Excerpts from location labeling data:
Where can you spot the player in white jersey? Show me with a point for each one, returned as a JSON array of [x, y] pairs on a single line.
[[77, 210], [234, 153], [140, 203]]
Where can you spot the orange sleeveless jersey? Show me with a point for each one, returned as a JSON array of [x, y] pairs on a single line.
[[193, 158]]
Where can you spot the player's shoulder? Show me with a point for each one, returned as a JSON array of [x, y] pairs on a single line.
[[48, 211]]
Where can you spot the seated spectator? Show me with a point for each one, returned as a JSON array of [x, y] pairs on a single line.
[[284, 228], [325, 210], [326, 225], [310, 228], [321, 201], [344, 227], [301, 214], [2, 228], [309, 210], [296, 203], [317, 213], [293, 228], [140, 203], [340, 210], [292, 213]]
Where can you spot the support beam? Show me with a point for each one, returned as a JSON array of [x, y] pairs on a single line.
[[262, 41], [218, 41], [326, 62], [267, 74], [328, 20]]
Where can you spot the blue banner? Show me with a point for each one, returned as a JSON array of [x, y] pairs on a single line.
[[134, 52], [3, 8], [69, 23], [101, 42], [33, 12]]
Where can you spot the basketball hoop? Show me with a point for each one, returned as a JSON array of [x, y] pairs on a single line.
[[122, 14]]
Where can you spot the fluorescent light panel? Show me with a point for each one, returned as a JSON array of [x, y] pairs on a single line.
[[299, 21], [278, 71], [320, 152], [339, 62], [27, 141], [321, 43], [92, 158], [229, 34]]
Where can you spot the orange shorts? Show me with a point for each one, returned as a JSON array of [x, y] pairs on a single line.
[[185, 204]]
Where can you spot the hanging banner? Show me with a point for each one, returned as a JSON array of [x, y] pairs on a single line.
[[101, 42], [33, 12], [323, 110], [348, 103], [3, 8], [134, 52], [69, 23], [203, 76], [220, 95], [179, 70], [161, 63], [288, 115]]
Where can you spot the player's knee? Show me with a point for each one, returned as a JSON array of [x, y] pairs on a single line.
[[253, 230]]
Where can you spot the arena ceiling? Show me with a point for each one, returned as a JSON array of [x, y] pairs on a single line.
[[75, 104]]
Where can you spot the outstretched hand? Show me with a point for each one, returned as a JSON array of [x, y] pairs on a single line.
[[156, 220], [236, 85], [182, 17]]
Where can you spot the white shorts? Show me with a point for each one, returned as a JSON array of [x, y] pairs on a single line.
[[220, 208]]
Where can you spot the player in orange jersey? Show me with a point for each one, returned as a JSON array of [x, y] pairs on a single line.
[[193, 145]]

Work to complete:
Please extract every row above and copy each one word for word, with nothing changed.

Response:
Where can you spot the player in white jersey? Show me with a point for each one, returned as a JSON array of [x, y] pairs on a single line.
[[77, 210], [234, 153], [140, 203]]
Where can you spot the orange sleeveless jersey? Show me with a point for each one, returned as a JSON array of [x, y] pairs on a single line.
[[193, 158]]
Where can you spot the player's shoulder? Show me with a point for each one, returned as a JSON array of [x, y] pairs on a single line.
[[48, 211]]
Where can you spot the seated spectator? Show me with a point for each one, returned as a JSON array of [x, y] pairs on a single line.
[[284, 228], [325, 210], [326, 225], [310, 228], [321, 201], [344, 227], [301, 214], [2, 228], [309, 210], [296, 203], [317, 213], [293, 228], [140, 203], [340, 210], [292, 213]]
Where can you spot the support beam? Show me with a point for each one, returned as a JSON array of [x, y] pairs on a single line.
[[262, 41], [218, 41], [326, 62], [267, 74], [328, 20]]
Where can you spot the blue banner? Show me with a point for each one, returned as a JSON array of [x, y] pairs on a single line.
[[134, 52], [3, 8], [69, 23], [101, 42], [33, 12]]
Where can you spot the basketball hoop? Show me with a point for each one, returned as a JSON array of [x, y] pairs on a single line.
[[122, 14]]
Where can you spot the fluorescent light panel? Show me with a point for each one, returned as a JSON array of [x, y] pairs on a single line.
[[299, 21], [278, 71], [320, 152], [339, 62], [27, 141], [321, 43], [92, 158], [229, 34]]
Where can you spot the orange shorts? Show me with a point for each one, returned as a JSON array of [x, y] pairs on a single line.
[[185, 204]]
Where can you spot the hanging banner? Show me with a point for each one, returned as a JSON array of [x, y] pairs on a single line.
[[101, 42], [33, 12], [323, 110], [348, 103], [3, 8], [134, 52], [69, 23], [203, 76], [220, 95], [179, 70], [161, 63], [288, 115]]
Where can you spot the player's knee? Show me with a point for each one, returned as a JSON array of [x, y] pairs on a single line.
[[253, 230]]
Where can you spot the arena ceiling? Show me with a point for each one, returned as a JSON array of [x, y] pairs on a single line.
[[75, 104]]
Where can you spot the outstretched hand? Show me with a point for each one, returned as a JSON array of [x, y] pairs on a single line.
[[156, 220], [236, 85], [182, 17]]
Where can you spot the white shorts? Show me with a point for each one, returned as a JSON array of [x, y] pairs on a single line.
[[220, 208]]
Where can you spot the player in orange jersey? Show me with a point for each one, returned as a JSON array of [x, y] pairs on a single line.
[[193, 145]]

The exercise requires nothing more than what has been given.